- Recorded data
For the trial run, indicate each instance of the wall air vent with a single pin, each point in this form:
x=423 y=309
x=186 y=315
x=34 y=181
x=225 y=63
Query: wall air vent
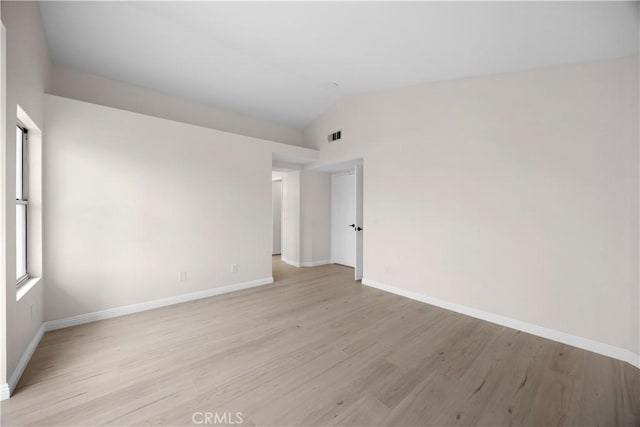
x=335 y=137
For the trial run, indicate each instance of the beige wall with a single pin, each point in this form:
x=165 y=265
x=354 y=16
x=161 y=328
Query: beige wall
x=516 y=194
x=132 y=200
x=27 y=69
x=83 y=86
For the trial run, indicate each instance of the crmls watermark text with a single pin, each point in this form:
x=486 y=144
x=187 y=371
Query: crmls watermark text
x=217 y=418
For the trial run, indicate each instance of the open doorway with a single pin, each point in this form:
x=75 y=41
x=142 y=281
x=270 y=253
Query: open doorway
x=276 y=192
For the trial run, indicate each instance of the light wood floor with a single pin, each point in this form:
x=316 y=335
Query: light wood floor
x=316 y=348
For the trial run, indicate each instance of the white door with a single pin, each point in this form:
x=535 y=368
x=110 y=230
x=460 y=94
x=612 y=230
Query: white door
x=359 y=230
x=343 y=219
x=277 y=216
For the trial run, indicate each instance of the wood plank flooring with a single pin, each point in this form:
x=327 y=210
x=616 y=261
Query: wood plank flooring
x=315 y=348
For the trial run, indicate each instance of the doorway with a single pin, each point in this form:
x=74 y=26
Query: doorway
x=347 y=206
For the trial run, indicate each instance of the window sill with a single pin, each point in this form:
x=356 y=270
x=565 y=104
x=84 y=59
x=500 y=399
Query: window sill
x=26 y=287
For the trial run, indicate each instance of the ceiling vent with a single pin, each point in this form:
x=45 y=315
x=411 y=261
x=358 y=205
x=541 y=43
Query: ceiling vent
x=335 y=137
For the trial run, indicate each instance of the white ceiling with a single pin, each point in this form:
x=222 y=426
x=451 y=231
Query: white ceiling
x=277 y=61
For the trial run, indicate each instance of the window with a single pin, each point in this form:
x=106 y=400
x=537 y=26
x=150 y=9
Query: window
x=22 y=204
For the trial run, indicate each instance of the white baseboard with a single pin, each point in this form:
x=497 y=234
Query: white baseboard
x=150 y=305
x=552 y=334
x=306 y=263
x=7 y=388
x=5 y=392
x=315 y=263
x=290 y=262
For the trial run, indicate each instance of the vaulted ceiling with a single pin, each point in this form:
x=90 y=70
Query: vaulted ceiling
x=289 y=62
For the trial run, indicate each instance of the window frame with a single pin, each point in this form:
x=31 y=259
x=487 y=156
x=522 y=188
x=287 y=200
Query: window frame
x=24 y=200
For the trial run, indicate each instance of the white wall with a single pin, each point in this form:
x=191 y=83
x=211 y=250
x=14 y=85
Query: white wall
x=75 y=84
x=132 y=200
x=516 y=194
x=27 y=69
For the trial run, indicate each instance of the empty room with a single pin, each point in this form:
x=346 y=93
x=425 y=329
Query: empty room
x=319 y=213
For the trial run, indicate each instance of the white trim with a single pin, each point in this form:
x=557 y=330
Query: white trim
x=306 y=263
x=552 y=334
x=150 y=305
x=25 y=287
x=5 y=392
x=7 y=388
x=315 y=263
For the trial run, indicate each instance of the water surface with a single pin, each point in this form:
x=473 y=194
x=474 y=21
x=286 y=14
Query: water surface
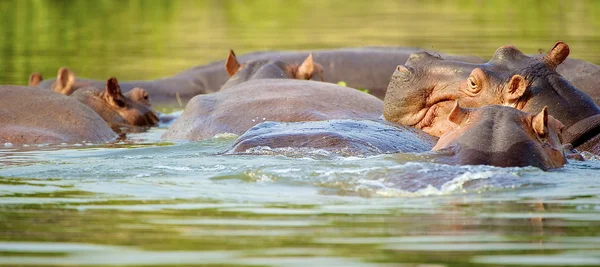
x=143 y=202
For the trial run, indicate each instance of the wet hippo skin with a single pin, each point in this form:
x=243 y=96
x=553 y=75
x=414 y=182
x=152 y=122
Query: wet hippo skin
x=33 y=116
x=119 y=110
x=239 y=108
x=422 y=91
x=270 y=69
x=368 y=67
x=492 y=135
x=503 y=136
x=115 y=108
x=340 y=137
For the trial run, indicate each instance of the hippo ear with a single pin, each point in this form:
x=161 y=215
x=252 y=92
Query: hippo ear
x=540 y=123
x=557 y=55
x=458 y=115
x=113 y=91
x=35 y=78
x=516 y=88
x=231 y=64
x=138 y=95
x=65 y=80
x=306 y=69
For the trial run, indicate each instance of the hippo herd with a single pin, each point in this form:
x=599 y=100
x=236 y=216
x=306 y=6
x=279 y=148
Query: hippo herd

--

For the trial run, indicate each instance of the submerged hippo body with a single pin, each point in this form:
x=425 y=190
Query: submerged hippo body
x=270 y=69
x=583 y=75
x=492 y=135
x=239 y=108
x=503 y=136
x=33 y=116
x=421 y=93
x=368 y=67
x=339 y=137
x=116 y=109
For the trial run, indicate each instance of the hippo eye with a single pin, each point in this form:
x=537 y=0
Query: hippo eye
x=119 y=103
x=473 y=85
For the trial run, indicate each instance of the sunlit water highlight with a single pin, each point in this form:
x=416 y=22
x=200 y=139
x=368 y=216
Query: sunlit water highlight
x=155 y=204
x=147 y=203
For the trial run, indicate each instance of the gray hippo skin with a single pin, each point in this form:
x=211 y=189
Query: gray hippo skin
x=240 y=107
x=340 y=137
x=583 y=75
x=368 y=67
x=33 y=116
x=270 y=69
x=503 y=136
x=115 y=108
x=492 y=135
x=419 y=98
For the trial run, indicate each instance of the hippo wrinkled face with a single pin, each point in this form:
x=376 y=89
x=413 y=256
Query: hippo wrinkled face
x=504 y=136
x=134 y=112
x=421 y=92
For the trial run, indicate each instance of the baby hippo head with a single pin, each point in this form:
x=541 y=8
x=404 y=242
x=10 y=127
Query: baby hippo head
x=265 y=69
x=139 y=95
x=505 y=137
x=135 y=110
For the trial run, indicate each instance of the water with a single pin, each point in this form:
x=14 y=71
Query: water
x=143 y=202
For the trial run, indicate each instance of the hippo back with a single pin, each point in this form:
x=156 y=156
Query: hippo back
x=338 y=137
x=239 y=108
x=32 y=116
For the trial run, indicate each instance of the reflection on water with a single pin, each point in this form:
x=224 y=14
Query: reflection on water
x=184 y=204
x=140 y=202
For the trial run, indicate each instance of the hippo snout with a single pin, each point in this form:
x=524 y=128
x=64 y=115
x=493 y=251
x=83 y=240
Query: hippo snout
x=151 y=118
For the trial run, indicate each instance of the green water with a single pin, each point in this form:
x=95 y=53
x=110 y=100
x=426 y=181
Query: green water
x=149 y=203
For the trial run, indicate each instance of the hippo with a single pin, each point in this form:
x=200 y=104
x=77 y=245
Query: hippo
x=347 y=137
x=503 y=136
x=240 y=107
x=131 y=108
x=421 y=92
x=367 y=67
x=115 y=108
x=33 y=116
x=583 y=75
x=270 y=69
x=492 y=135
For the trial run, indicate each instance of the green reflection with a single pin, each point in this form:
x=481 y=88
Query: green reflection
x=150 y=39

==

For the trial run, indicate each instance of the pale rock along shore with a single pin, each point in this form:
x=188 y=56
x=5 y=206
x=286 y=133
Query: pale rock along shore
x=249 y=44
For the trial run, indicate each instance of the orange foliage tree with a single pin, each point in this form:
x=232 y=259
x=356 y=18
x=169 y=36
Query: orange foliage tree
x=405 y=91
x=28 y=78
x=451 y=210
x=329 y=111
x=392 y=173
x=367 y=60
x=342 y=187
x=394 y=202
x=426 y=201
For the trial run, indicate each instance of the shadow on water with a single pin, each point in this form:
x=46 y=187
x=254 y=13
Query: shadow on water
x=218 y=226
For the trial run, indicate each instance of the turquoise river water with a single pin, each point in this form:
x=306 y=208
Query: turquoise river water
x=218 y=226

- Problem requirements
Can you rewrite every line, beginning at the line that has "For the trial run, indicate each instance of the white baseboard" and stopping after the line that has "Query: hippo herd", with each answer's x and y coordinates multiplied by 0.9 and rounded to whole numbers, halves going up? Keep all other lines and numbers unchanged, and leave the pictures out.

- Task answer
For the trial run, indicate each instance of the white baseboard with a single pin, each point in this form:
x=497 y=234
Query: white baseboard
x=135 y=275
x=497 y=301
x=275 y=237
x=6 y=349
x=5 y=353
x=284 y=237
x=261 y=236
For the trial run, indicate each instance of the vaulted ceiling with a single pin, each point in this form:
x=90 y=70
Query: vaulted ceiling
x=260 y=56
For the trial run, indicate each instance of the window frame with a single pin, each point in this form:
x=31 y=259
x=487 y=156
x=522 y=188
x=287 y=200
Query: window frame
x=22 y=180
For the trial run, indicate each instance of the white wall with a single pin, each point in this form:
x=191 y=83
x=211 y=250
x=14 y=85
Query: white wall
x=68 y=76
x=119 y=180
x=464 y=175
x=24 y=62
For the trial run, indicate each instance of the empty room with a single pin, each point in this form:
x=346 y=93
x=425 y=329
Query: empty room
x=287 y=192
For the trial run, indicate each instance of the white trim with a single pin, each point in this form:
x=557 y=330
Query: white trim
x=275 y=237
x=497 y=301
x=135 y=275
x=23 y=258
x=5 y=353
x=6 y=349
x=284 y=237
For the trial run, indicate each instance of the water surface with a single pin, each point in this form:
x=473 y=194
x=474 y=21
x=286 y=14
Query: water surface
x=129 y=182
For the trial run, indicate each instance of the wet hippo skin with a single pin, each point in this form:
x=243 y=96
x=553 y=75
x=414 y=182
x=152 y=122
Query: wet hippo skin
x=30 y=104
x=107 y=99
x=215 y=97
x=380 y=82
x=243 y=62
x=331 y=60
x=443 y=122
x=453 y=122
x=104 y=97
x=306 y=123
For the trial run, indicate each instance of the hippo ear with a single pin, each point in this form:
x=161 y=215
x=252 y=92
Query: hippo ear
x=486 y=111
x=501 y=50
x=412 y=104
x=102 y=82
x=32 y=70
x=464 y=79
x=208 y=58
x=124 y=86
x=59 y=72
x=275 y=62
For the trial run, indicate each instance of the hippo herd with a single pin, each point in this form:
x=599 y=100
x=236 y=216
x=306 y=6
x=279 y=148
Query: hippo herd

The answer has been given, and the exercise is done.